Referring expression pointing data
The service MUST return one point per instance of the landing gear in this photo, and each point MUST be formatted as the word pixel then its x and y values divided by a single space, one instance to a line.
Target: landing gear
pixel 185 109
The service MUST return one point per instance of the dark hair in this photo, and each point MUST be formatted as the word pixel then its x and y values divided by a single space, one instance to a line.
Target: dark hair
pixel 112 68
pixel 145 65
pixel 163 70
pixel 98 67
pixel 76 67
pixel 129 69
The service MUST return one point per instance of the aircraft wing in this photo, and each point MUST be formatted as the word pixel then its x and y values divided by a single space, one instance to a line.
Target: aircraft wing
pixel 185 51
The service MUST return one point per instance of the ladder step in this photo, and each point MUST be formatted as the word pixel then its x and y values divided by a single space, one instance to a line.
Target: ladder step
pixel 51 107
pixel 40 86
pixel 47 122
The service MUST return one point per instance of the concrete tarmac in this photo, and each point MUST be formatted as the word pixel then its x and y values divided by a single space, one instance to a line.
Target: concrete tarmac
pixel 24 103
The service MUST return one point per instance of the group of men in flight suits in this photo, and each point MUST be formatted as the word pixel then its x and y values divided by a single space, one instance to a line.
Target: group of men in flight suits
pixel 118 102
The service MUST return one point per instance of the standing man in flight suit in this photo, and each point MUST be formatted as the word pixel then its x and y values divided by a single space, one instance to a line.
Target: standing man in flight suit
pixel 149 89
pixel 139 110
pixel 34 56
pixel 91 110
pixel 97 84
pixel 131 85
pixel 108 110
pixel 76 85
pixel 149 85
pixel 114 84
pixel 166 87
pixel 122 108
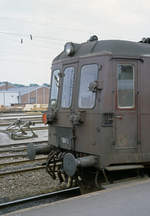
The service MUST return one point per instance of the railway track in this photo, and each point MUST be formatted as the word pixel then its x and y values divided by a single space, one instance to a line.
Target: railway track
pixel 13 159
pixel 39 199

TASK OBJECTIVE
Apart from the pictures, write every entry out again exactly.

COMPLETED EXERCISE
The service MUST return one point per instance of the landing gear in this photo, and each point MUST be formatted as the word pixel then its x and y values divided by a single space, one instance to a line.
Target: landing gear
pixel 185 109
The service MUST return one point per instance of the dark hair in this photo, and each point MUST be formatted as the word pixel then its x and y values divided by a single space, one instance to a line.
Target: dark hair
pixel 112 68
pixel 145 65
pixel 163 70
pixel 98 67
pixel 76 67
pixel 129 69
The service MUST return one point per instance of the aircraft wing in this photo, and each point MUST be formatted as the word pixel then its x and y values divided by a single space, one instance to a line.
Target: aircraft wing
pixel 185 51
The service MUST return one point per instance of the ladder step in this photo, and each point MUST be formatted as the word pixel then its x and y values divided by a single space, one instance to a line.
Target: ladder step
pixel 51 107
pixel 40 86
pixel 47 122
The service MUST return one point per instance of the concrete tarmac in this photo, and each point MUST be formatted as the word pixel then its x and y values divided by a single space, one instance to a line.
Target: concrete tarmac
pixel 24 103
The service MUST return one point per instance of the group of men in flight suits in this photo, and each point MUST be formatted as the word pixel then its x and y values divided by a single space, one instance to a line.
Target: group of men in flight suits
pixel 118 102
The service MUST return one point per instance of the standing man in flight suit in this photo, and each point MUST be formatted as the word pixel then its x and y values divided by a single space, one instance to a line.
Target: standing man in flight suit
pixel 149 89
pixel 139 110
pixel 34 56
pixel 91 110
pixel 97 84
pixel 131 85
pixel 108 110
pixel 76 85
pixel 149 85
pixel 114 84
pixel 166 87
pixel 122 108
The service MUST return one point per instance of the railway track in this photo, and each point MUST be formatted as the word pixel then its x and y values divided by a single space, one instance to a line.
Target: railway track
pixel 13 159
pixel 39 199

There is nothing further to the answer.